----- TASK DATA

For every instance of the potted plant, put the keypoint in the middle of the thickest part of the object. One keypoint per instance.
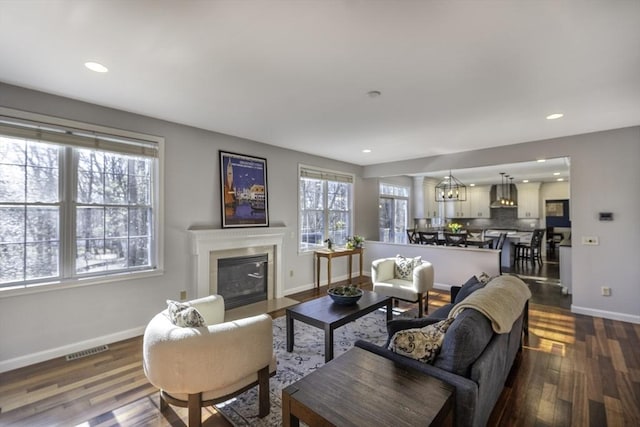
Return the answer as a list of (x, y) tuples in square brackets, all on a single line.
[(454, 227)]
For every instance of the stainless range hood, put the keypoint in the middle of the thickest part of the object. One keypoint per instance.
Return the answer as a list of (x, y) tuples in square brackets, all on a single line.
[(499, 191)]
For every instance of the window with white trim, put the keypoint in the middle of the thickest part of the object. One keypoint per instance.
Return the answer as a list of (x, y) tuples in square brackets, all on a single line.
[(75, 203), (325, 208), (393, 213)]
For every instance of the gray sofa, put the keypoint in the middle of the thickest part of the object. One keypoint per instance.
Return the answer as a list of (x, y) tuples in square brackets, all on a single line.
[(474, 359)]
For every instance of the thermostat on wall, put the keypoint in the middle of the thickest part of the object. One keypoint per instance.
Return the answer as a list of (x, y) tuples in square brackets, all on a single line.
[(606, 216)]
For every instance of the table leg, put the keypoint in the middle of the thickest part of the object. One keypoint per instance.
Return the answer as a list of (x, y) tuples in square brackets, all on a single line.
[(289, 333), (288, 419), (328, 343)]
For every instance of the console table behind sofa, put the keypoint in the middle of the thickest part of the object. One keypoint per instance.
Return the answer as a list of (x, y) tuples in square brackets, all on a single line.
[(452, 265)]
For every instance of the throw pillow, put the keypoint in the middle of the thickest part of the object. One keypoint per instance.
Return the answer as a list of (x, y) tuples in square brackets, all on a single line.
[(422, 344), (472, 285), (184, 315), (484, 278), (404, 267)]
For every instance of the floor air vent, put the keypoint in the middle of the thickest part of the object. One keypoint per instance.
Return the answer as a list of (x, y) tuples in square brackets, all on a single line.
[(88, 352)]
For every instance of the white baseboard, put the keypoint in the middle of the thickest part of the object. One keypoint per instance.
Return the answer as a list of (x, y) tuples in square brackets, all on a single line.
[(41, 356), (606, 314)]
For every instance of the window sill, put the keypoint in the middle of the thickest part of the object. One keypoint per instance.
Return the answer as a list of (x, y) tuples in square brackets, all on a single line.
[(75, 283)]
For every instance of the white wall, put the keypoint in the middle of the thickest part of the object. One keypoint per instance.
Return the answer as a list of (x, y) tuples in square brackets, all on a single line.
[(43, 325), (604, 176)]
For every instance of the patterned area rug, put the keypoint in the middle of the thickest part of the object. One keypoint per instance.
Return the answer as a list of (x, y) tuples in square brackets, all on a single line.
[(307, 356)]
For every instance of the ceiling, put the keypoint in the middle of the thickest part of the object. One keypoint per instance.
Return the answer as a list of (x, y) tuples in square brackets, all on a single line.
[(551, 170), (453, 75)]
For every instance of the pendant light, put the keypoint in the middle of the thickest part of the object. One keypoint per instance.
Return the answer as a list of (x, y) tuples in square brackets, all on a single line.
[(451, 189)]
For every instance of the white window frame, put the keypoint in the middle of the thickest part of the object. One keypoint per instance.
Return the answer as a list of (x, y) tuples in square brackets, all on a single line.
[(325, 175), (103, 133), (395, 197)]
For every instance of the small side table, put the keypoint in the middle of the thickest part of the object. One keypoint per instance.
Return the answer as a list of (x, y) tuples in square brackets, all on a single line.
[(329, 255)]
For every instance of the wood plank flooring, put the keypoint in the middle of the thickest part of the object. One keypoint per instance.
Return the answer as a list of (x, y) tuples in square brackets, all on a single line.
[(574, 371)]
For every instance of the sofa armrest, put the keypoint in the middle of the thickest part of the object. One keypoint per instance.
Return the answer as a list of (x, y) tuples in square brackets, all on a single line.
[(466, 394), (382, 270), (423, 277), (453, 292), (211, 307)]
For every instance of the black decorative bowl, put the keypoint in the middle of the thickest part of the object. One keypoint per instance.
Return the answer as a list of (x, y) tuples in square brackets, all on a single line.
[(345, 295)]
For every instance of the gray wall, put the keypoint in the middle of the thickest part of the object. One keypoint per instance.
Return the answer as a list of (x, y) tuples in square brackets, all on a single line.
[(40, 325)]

----------

Rewrite all of the records above with "thickest part" changed to "widest part" everywhere and nothing else altered, leaving out the pictures.

- [RESPONSE]:
For every instance of the potted plant, put the keypoint in the middle of the widest part of the object. One keypoint per instance.
Return the answer as a list of (x, y) tuples in square brackets, all on a single line.
[(454, 227)]
For every instance of the stainless range hood, put the keypoint in the middle of the widest part of the object. One keypoint per instance.
Return the answer as a list of (x, y) tuples in square brackets, all on a single line.
[(499, 191)]
For every instance of the window with white trim, put the keypoint in the middle of the widest part of the object. One keypoint per instance.
Return the answer as a list of (x, y) tuples in square brackets, all on a single line.
[(75, 203), (325, 208), (393, 213)]
For every instance of the gray sofa, put the keypoint in the middle of the widest part of the object. One keypoint per instance.
Return the answer as a list of (x, y) tuples in square brackets, all on a single line.
[(474, 359)]
For every instance of the thermostat on wall, put the keypoint in the middle of the widest part of the object. One keypoint per instance.
Return the answer as a list of (x, y) tuples in square brackets, all on a single line.
[(606, 216)]
For every instance of the table leg, put the keypoint in the middle of the widest part of the object. One keypoint per instance.
Return the answer as a list of (x, y) tuples in square brackets, all on a single line.
[(289, 333), (288, 419), (328, 343)]
For every instance of the console table behind sofa, put the keypoint in the middle of the widest part of the object. One keypoint per instance.
Return the answer as a list of (x, y) tuples in square brackets, all on a single line.
[(452, 265)]
For every instance of the throw pillow, put the keypoint in the middle of the widest part of the object. One keypoint per instance.
Return the answer as a list of (x, y) tuples in square brackets, all on a single line.
[(422, 344), (472, 285), (184, 315), (484, 278), (404, 267)]
For every instance of the floor air vent, put the keypoint in the middle of the widest part of the object. One keypoint per instance.
Return the answer as a list of (x, y) tuples in square brackets, all on a single line.
[(88, 352)]
For every instance of the white baseboard, put the keypoint in the middle of the widest part of the object. One keypoint per instance.
Return the answer as a list of (x, y) tuples in square brackets, all on a single line.
[(41, 356), (606, 314)]
For every instance of the window sill, put the keypoint in the middle of the widest part of the object. One keypoint per instance.
Return the answer as a list of (x, y) tuples in square brackets, all on a single line.
[(75, 283)]
For every instance of the white wall, put the keypoint in the middle of the widest part of the object. One keypoint per instance.
Return the answer as a list of (x, y) tuples in square brackets, all on a single line.
[(43, 325), (604, 176)]
For every instance of the patterned area rug, put the keypoint in the middle of the widest part of the object. One keypoint per instance.
Return the answer as a list of (x, y) tuples in square brackets, all on a single line.
[(307, 356)]
For every instance of the ceiling, put the keypoint in the middle of the widest part of the object. One keypoint per instance.
Return the answer as a list of (x, y) tuples in square brackets, all on a single line.
[(551, 170), (453, 75)]
For every instance of the pendant light, put the keypoint in the middle of the widest part of the object. One keypoint per instance.
Return the answer as a list of (x, y) tuples in square brackets, all on a single line.
[(451, 189)]
For every instance of the white window frame, put the keypoint in the middle of the widest part of the object. One keypoint per instance.
Return the answer as a list of (x, y) tuples in square brackets, all on a single line.
[(325, 175), (103, 133), (395, 197)]
For every instance of the small side table, put the keypoint in the middle of the widest part of the object. One keypoint per instance.
Return the answer as a list of (x, y) tuples in square brackets, all on a single line.
[(329, 255)]
For every instance of the wood plank flooring, put the keypoint in the middle of the widest part of the object. One keypoint per instance.
Return the answer as a list of (x, y) tuples in square brackets, all on a single line.
[(574, 371)]
For every instance of the sofa armrest, put the keypoint in the middle of the widest part of the object. One keypoint per instance.
Return the answer as a list of (x, y) tuples in square brackets, all on a single line.
[(466, 394), (382, 270), (423, 277), (453, 292), (211, 307)]
For every instance of the black decorative bowl, put the keypoint in the middle of the widest part of the object. One keypoint per instance.
Return the answer as a list of (x, y) tuples in square brackets, all on a single line.
[(345, 295)]
For every instance of the gray wall, put the keypoint in the middle of the widest part of the object. One keypoint per instance.
Return the answer as a list of (x, y) tuples in square brackets, all on a single line.
[(40, 325)]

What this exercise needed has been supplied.